BEGIN DOCUMENT PASSAGE
BACKGROUND AND PURPOSE 


During recent years, the Center has conducted a program 
concerned with developing and validating tests for evaluating 
low mental level (Category IV) and/or Black enlisted personnel. 

It has been felt that the present classification tests, which 
emphasize academic "trainable" types of abilities rather than 
practical intelligence, are not appropriate for such personnel. 

The success of this program will help to ensure that all personnel 
are used to their full effectiveness. 

The motivation of the subjects is an important point to be 
considered in the administration of tests. For test results to be 
most valid, subjects must be motivated to do their best. Test 
performance can also be influenced by other conditions. For example, 
it has been found that the performance of Blacks on written tests was 
affected by the race of the examiner (Katz, Roberts, & Robinson, 1965; 
Kennedy & Vega, 1965; Katz, Henchy, & Allen, 1968). Experimentally- 
induced anxiety and terms used to describe a test have also been 
contributing factors (Katz & Greenbaum, 1963; Katz et al., 1965).
END DOCUMENT PASSAGE
→ EXERCISE SET:
**A)** According to the personnel-testing passage, what must be true of subjects for test results to be most valid?
**B)** Extend the personnel-testing passage with a further paragraph that picks up after its last sentence.
BEGIN DATA SHOWN
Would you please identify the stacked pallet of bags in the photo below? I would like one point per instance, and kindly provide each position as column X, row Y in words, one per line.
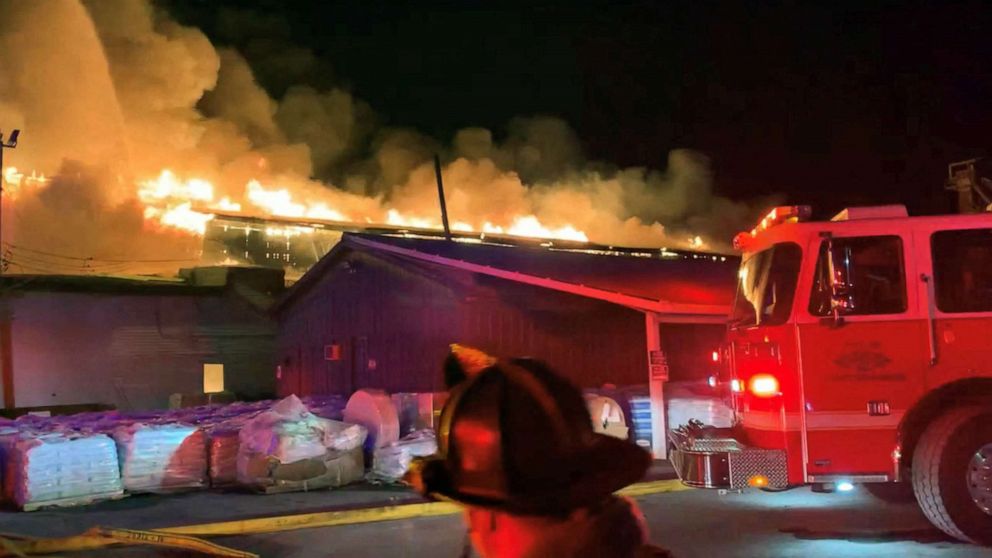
END DATA SHOWN
→ RESPONSES PER TASK:
**A)** They must be motivated to do their best.

**B)**
Recruits are presently motivated to do their best on classifi¬ 
cation tests because they know that their Navy job assignments 
depend on their test scores. Similar incentives were not available 
for the experimental tests, but it was felt that performance would 
be maximized if they were administered early in recruit training, 
when recruits take and are encouraged to do their best on many 
tests. However, observations by the testing staff indicated a 
substantial lack of interest in the experimental tests, which 
contrasted with the general attitude prevailing during administration 
of the operational tests. Thus, the question was raised as to whether 
motivation could be improved by modifying test instructions. 

The present study had the following objectives: 

1. To determine whether the different conditions prevailing 
during the administration of tests are associated with different 
levels of test performance of Category IVs, Category I-IIIs, 

Blacks, and non-Blacks.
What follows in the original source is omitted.